▶ _DATA TO USE_
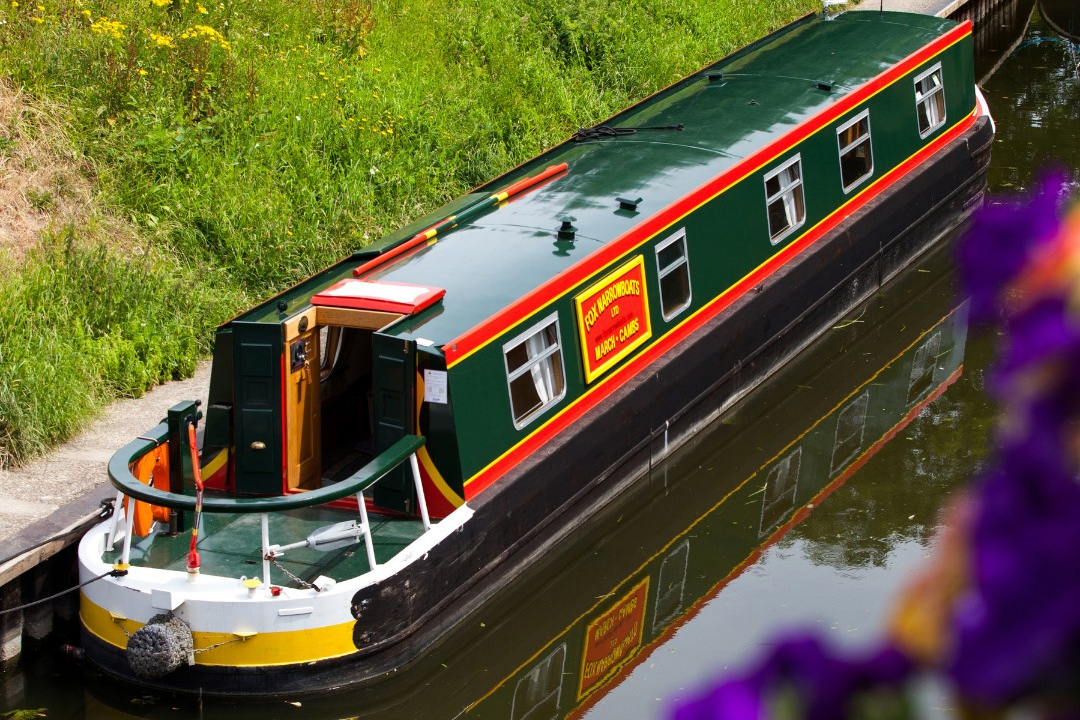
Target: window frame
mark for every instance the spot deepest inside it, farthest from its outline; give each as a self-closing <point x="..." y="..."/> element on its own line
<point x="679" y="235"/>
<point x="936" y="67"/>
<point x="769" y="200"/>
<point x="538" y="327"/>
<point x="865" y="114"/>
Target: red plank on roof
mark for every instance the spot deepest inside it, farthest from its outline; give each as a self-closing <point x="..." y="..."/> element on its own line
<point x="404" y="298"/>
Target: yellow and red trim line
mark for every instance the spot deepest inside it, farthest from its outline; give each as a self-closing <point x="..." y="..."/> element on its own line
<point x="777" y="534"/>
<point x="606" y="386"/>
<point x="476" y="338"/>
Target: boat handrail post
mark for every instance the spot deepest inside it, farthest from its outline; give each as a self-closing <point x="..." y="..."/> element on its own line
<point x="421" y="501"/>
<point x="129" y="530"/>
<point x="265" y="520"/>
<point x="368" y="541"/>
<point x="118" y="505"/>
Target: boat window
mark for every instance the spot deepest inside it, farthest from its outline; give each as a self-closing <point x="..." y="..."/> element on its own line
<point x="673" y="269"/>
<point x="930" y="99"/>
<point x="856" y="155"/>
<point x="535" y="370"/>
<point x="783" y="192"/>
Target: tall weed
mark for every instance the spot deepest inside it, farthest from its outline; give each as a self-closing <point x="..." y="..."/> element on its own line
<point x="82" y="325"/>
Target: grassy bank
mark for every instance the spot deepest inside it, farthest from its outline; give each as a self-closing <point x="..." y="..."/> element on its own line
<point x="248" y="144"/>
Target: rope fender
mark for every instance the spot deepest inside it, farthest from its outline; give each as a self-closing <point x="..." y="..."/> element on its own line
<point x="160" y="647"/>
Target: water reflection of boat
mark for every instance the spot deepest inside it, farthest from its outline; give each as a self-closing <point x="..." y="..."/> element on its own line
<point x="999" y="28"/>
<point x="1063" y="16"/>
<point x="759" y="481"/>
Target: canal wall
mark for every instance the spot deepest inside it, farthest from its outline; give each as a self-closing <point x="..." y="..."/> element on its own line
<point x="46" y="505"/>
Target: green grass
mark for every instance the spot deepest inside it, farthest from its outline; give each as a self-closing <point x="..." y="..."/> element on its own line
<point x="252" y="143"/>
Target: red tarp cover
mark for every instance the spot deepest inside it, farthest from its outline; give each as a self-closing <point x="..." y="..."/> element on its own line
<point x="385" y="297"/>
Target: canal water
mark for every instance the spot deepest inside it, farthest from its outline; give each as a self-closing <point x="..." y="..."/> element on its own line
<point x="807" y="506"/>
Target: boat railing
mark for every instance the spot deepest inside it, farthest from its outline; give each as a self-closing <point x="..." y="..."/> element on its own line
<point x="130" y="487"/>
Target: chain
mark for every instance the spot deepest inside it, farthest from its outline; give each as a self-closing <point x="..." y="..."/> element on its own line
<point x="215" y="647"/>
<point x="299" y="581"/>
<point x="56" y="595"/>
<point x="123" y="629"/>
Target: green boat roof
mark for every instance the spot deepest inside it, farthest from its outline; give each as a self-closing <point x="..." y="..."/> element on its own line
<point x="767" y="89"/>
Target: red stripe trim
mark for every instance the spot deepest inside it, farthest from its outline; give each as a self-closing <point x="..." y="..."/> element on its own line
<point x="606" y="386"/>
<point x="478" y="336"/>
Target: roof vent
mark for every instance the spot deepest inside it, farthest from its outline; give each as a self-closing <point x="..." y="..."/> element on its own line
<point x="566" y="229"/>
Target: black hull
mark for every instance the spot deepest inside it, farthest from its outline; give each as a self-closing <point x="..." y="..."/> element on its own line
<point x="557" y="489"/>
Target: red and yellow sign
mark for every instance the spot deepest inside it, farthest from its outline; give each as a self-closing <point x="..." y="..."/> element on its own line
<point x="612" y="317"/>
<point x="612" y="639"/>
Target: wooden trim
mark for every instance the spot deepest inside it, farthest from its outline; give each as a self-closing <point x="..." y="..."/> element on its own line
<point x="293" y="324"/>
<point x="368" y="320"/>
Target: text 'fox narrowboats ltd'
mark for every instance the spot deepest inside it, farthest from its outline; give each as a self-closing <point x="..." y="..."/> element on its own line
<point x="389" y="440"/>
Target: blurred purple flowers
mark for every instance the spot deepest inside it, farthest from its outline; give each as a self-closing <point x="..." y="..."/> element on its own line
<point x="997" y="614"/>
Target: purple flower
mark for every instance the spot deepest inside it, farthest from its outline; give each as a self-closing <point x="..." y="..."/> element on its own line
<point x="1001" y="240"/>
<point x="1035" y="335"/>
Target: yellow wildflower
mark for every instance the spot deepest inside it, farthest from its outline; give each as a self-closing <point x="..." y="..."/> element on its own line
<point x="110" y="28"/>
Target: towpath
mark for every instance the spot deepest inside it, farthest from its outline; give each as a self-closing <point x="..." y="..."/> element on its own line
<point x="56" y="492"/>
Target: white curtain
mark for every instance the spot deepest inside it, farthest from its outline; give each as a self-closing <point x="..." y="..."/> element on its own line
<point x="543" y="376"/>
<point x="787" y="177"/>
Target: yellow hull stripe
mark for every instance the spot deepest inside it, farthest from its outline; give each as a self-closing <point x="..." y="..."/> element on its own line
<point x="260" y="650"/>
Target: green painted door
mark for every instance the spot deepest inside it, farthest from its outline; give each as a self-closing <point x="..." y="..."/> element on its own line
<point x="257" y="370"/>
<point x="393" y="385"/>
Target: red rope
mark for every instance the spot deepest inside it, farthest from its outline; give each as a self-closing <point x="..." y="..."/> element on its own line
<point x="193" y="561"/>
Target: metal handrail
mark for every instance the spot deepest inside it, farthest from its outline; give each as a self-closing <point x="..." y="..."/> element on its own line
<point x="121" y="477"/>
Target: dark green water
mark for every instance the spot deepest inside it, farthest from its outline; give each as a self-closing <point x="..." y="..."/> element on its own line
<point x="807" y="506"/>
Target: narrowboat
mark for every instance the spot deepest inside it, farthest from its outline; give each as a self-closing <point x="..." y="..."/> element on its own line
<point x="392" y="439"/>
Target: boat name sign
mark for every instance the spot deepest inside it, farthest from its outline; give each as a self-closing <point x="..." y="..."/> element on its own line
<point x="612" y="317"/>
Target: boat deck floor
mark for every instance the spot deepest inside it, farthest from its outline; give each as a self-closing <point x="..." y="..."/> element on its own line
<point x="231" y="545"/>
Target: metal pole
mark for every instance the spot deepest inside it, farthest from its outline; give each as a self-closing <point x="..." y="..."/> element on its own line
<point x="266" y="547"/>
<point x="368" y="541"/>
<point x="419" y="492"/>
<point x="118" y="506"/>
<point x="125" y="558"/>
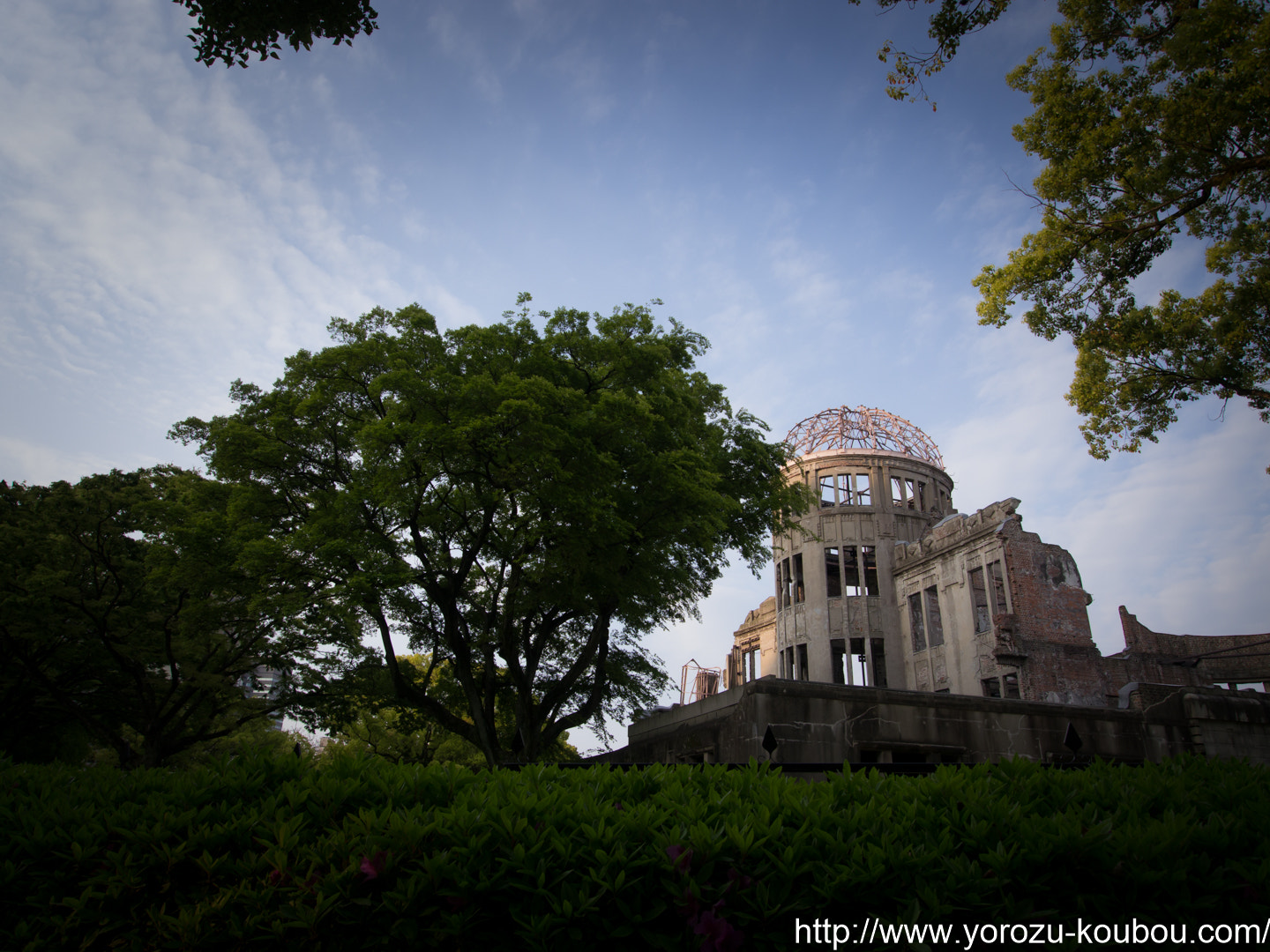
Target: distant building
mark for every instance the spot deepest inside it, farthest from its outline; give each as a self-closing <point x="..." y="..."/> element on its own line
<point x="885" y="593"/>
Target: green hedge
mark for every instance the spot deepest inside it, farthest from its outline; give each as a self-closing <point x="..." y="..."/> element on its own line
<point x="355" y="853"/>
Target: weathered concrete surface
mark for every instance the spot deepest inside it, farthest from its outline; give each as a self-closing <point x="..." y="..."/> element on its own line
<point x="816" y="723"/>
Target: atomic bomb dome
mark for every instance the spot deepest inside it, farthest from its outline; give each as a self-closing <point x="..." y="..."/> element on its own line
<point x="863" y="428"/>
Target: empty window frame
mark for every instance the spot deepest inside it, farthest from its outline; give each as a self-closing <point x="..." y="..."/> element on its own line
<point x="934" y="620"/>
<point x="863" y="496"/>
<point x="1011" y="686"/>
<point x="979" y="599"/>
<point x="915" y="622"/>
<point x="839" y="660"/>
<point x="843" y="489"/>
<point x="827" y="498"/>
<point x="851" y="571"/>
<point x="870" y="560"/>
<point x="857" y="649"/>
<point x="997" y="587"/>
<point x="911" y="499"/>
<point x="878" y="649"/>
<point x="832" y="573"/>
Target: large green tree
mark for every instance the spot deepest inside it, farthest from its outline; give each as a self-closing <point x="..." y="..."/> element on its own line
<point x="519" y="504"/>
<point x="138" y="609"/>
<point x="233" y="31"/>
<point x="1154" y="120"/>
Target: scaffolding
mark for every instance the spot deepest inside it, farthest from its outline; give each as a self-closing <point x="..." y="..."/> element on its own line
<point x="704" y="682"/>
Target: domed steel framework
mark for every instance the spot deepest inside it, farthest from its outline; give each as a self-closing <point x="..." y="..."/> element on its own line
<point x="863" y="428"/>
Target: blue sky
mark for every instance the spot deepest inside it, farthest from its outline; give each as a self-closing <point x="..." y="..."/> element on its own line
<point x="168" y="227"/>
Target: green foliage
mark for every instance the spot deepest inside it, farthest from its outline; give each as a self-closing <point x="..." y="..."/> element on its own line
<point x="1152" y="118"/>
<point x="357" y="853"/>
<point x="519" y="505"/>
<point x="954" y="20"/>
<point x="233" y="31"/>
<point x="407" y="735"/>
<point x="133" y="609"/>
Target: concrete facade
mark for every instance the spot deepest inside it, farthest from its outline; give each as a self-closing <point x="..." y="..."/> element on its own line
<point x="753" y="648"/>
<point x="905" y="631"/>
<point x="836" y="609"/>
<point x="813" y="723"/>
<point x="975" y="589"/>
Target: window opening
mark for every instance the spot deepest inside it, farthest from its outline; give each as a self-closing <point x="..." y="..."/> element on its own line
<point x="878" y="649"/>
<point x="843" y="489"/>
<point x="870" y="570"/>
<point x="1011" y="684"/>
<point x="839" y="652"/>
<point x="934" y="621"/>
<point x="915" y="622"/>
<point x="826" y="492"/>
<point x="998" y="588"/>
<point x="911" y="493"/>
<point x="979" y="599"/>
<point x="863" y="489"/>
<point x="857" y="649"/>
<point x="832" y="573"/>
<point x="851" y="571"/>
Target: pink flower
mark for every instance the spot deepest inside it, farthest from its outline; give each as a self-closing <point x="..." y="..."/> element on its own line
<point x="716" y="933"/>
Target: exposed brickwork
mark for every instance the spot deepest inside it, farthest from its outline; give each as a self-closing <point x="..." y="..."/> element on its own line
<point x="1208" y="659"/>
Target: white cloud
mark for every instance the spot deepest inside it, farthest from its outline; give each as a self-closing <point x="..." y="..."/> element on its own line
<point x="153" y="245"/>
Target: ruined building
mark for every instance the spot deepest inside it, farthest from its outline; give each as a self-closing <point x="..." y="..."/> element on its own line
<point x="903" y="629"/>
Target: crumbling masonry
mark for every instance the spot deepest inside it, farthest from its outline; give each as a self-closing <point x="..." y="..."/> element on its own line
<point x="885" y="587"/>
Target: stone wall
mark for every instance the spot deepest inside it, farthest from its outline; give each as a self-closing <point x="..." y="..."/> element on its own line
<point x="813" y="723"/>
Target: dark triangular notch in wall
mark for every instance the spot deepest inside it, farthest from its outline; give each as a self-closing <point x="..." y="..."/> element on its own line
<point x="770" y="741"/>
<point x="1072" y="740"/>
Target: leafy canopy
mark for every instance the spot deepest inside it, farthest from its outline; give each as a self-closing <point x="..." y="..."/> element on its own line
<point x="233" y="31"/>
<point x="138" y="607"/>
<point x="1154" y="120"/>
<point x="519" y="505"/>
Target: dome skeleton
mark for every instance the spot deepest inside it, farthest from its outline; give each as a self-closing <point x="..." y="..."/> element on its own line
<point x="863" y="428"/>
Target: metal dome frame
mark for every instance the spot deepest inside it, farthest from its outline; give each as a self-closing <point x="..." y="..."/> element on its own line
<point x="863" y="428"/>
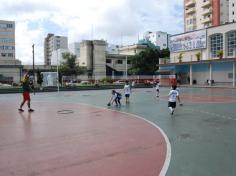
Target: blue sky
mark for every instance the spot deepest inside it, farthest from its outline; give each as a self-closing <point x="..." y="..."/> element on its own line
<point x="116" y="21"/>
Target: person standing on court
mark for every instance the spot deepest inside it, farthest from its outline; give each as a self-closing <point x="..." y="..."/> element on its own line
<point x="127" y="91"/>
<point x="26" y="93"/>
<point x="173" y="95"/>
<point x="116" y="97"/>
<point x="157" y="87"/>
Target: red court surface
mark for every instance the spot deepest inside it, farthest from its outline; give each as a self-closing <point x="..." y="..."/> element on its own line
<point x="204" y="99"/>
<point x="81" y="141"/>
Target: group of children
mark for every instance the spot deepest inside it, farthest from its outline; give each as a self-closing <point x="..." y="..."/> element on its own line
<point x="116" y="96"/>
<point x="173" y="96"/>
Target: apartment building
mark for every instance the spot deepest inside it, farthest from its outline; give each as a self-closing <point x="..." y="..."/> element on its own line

▶ _TASK DESCRIPTION_
Reproduce exactly the line containing "Target: red court surface" and every line after it through the end of the records above, and nothing else.

▶ _WRITTEN RESPONSE_
Target: red court surface
mark for every instance the spot deepest inside it, farthest from its outline; give each as a self-closing <point x="..." y="..."/> element on its own line
<point x="204" y="99"/>
<point x="81" y="141"/>
Target: group of children
mark for every instance the spot deepest inside it, farthest from its outline; give each as a self-closing <point x="..." y="..."/> element on its own line
<point x="116" y="96"/>
<point x="173" y="96"/>
Target: apartment building
mark for every instance the spot deepest inside it, farthest from its outline; give each as a self-closing <point x="..." y="..."/> element on its own line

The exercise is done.